# Required work
Copy all lines containing the string "item" from the records below.

(Stored data)
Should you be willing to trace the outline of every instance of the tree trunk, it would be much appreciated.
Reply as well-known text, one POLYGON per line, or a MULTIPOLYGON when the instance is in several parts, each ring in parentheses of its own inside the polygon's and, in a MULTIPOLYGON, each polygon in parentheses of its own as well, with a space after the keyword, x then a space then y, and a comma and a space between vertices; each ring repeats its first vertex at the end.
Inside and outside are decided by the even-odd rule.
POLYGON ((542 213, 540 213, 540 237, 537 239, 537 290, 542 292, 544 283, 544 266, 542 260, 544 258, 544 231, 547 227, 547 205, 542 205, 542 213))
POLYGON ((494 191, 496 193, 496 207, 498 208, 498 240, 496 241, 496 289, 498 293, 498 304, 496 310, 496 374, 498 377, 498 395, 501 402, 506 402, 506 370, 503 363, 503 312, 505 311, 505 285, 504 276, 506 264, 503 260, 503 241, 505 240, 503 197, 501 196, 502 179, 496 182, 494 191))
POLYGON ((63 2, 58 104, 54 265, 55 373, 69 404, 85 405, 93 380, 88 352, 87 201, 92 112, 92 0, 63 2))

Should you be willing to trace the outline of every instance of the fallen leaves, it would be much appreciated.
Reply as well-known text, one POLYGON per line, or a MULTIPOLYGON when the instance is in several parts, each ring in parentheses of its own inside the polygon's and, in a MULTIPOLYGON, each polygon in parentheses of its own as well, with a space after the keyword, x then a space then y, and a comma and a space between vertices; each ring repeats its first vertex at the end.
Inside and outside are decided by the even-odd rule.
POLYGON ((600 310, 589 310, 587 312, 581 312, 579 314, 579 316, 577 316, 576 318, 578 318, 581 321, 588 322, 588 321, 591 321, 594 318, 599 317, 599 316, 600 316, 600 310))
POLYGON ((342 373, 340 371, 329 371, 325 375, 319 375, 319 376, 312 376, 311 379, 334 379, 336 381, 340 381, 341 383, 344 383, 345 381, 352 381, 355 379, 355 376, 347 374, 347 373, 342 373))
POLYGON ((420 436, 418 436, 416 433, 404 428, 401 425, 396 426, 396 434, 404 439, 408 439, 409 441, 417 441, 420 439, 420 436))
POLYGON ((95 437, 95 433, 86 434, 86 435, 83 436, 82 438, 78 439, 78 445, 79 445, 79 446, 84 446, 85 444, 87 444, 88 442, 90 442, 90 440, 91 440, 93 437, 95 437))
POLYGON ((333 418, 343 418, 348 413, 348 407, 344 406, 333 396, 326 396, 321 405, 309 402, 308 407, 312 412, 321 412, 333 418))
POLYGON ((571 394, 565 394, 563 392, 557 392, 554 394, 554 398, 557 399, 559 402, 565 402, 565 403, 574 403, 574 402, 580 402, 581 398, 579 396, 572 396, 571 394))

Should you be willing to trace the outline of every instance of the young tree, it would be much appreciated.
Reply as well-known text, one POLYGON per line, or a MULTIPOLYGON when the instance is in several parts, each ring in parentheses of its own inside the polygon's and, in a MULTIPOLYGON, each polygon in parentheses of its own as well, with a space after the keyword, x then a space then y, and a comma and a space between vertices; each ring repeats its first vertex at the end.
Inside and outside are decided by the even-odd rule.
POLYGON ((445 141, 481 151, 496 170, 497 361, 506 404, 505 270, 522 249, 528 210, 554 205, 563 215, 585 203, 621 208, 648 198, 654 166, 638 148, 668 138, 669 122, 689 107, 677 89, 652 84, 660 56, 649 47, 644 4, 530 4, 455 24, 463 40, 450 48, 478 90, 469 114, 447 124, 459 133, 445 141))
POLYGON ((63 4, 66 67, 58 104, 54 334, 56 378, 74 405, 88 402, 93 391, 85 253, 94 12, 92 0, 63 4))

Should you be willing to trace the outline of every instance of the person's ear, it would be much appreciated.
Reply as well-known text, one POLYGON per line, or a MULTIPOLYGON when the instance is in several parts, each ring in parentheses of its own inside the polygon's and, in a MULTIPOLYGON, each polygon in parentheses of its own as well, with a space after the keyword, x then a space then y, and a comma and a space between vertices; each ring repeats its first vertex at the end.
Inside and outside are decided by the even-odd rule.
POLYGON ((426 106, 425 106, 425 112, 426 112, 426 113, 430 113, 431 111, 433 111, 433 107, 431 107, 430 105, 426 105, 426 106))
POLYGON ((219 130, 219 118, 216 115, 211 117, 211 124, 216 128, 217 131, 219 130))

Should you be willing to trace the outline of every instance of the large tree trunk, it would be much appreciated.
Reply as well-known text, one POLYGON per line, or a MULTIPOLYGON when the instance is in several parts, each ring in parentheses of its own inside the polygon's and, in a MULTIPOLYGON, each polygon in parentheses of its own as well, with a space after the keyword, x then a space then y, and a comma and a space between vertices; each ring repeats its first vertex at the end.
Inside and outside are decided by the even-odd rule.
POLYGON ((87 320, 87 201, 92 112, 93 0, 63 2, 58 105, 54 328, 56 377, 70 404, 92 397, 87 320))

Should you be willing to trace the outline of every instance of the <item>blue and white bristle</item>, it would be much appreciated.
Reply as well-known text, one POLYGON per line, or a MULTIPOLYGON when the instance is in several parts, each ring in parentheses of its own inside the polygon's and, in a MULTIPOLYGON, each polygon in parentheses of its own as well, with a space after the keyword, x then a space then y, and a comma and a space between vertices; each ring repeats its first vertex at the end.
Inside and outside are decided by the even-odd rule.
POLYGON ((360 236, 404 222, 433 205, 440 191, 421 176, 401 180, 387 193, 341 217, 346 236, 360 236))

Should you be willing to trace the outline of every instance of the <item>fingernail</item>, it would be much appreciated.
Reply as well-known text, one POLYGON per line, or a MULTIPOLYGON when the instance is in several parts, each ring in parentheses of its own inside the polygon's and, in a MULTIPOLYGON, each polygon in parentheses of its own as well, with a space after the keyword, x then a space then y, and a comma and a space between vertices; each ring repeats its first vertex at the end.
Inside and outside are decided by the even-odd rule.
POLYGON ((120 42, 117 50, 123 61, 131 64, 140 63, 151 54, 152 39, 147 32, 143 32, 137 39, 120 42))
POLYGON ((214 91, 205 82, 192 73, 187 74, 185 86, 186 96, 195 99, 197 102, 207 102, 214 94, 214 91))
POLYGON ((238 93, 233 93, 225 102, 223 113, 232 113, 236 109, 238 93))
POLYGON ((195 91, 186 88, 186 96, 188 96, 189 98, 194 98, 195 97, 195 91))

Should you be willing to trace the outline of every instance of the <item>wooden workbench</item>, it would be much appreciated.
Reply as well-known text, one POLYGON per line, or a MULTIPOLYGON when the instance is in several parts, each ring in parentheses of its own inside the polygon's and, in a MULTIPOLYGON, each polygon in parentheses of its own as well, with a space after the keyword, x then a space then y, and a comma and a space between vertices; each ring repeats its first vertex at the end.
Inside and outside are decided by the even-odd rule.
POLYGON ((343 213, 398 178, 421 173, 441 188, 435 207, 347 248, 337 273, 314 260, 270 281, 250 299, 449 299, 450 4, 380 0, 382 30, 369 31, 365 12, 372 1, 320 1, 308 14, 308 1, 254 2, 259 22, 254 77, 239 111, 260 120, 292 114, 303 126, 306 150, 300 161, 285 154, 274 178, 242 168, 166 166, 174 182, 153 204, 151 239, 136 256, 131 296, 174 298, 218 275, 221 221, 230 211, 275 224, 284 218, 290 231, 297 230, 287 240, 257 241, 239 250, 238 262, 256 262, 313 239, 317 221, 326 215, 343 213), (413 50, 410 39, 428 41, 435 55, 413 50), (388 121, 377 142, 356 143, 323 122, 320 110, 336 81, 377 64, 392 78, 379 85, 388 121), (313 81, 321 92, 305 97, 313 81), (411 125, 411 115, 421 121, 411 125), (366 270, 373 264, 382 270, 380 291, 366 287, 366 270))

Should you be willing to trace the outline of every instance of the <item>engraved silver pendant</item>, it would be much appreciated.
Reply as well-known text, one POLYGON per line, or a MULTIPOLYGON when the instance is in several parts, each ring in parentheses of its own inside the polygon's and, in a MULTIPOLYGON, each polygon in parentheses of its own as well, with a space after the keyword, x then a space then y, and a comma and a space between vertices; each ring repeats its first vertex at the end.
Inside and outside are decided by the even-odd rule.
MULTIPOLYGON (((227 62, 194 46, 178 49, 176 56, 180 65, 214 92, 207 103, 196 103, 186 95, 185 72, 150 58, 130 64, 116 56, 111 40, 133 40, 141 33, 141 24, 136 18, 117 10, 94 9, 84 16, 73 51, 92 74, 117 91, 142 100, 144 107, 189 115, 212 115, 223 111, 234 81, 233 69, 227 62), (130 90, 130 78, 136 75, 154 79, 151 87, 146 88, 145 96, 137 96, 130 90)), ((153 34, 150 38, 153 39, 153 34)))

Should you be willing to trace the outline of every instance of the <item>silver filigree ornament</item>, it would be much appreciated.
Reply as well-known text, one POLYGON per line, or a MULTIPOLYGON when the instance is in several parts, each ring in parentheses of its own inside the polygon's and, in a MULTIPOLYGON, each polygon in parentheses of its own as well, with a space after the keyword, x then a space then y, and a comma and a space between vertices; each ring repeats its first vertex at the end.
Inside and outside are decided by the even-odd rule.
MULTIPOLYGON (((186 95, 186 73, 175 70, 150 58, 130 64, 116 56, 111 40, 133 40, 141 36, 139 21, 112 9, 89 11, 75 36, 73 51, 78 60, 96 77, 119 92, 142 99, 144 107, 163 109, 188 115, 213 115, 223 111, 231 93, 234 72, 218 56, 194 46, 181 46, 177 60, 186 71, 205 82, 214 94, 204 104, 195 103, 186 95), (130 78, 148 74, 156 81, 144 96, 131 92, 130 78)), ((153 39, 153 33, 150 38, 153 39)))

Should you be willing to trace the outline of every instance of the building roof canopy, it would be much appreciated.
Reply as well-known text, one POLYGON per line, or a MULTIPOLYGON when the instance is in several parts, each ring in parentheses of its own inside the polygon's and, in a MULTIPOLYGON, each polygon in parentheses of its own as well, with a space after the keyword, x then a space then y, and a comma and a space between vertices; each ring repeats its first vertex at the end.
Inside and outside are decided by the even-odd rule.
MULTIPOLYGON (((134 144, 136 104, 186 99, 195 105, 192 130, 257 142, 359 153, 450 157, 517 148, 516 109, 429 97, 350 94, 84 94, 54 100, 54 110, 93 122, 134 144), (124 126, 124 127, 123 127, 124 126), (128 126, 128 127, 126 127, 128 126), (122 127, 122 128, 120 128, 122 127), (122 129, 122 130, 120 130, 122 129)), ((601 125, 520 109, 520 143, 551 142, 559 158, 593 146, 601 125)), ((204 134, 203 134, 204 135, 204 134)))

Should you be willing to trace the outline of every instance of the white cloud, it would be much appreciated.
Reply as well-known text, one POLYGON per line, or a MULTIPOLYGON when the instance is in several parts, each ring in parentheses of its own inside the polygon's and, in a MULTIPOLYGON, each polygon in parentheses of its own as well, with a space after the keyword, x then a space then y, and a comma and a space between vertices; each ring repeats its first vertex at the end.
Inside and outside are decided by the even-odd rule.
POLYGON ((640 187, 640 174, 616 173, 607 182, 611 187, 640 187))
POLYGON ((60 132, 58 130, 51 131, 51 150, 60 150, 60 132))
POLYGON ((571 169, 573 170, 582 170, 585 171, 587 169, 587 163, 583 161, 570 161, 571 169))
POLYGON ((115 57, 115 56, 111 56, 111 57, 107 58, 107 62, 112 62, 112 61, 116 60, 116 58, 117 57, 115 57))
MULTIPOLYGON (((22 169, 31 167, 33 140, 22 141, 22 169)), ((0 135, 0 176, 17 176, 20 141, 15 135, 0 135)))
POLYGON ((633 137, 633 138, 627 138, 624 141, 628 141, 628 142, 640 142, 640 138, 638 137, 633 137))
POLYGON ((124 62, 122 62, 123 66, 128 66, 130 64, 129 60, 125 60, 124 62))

# Solution
Should you be willing to trace the outline of every instance of the <item>blue and white bristle</item>, it would be much appreciated.
Should you be willing to trace the outline of every instance of the <item>fingernail</item>, it would be much appreciated.
Should you be willing to trace the outline of every instance of the <item>wooden workbench</item>, it would be much appreciated.
Should you be willing to trace the outline of every instance of the <item>engraved silver pendant</item>, it would be much appreciated.
Should you be willing to trace the outline of every instance of the <item>silver filigree ornament</item>, it would be much appreciated.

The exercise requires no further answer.